### WHAT TO WORK ON
**A)** In the forum thread on renaming files, copy the passage between "Thread Tools Search" and "my newbie skills.", inclusive, and substitute "beginner skills" for "newbie skills".
**B)** In the forum thread on renaming files, what does the poster want to change "CRC" in the lane name to?

### SELECTED EXCERPT
• • • • • • •
Rename portion of file based on another file


 
Thread Tools Search this Thread
Top Forums Shell Programming and Scripting Rename portion of file based on another file
# 1  
Old 12-19-2011
Rename portion of file based on another file

Hello,

I've been searching and reading, but I can't figure out how to solve this problem with my newbie skills.

In my directory, I have a list of files (see dirlist.txt attachment) that I need to merge and rename. I have part of the code of the code figured out (see below). However, I have no idea how to replace the barcode sequence (6 letter combination in the center) with the barcode number based on barcodekey.txt. awk seems like the command I need, but I can't figure out how.

Code:
find *gz | while IFS="_" read name lanename date sequence lane readpair number
do
    if [ ! -f "${lanename}_${sequence}_${readpair}.fastq.gz"]; then
        cat *_${lanename}_*_${sequence}_*_${readpair}* > ${lanename}_${sequence}_${readpair}.fastq.gz
    fi
done
unset IFS

Could you please help and explain how it works (that way I don't have to come back again for a minor change; eg, when we decide to change CRC1_bc05 to AA_01_T in 6 mo)?

As a bonus, is there a way to change CRC (in the lanename) to ColonTrio while leaving the 1 and not messing up the merge [ ! -f ...] part? Would you recommend doing it before the merge and change what the [!-f is looking for] Or should I just do sed at the very end after done?
• • • • • • •
### EXCERPTED RECORDS

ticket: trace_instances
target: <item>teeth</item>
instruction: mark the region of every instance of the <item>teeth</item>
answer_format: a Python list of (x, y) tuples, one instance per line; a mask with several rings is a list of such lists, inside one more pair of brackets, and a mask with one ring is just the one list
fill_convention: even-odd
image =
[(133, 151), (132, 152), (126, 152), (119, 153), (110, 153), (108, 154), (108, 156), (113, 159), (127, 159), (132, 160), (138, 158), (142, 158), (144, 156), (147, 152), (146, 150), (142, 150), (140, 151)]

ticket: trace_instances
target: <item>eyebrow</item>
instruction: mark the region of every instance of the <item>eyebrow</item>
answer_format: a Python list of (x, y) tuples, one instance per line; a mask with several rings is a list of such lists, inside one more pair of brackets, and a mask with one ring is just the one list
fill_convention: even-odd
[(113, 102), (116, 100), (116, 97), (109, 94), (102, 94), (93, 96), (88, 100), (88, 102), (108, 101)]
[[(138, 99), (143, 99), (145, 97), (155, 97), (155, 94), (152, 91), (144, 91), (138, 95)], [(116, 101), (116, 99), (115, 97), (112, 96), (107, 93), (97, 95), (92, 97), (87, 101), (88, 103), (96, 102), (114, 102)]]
• • • • • • •
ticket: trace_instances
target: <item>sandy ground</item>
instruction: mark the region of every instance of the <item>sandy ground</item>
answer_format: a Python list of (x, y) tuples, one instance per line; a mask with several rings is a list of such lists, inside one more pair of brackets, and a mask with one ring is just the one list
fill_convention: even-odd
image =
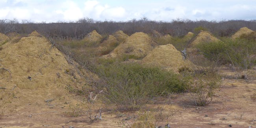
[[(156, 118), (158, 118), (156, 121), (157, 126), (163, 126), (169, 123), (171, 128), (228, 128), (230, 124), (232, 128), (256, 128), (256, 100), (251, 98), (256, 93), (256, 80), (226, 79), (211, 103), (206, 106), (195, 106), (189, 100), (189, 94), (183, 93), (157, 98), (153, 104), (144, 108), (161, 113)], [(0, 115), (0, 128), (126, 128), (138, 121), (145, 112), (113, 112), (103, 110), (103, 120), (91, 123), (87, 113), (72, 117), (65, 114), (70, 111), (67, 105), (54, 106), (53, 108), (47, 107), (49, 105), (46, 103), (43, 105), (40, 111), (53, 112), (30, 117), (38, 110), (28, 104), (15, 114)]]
• • • • • • •
### EXERCISE ANSWERS
**A)**
Thread Tools Search this Thread
Top Forums Shell Programming and Scripting Rename portion of file based on another file
# 1  
Old 12-19-2011
Rename portion of file based on another file

Hello,

I've been searching and reading, but I can't figure out how to solve this problem with my beginner skills.

**B)** ColonTrio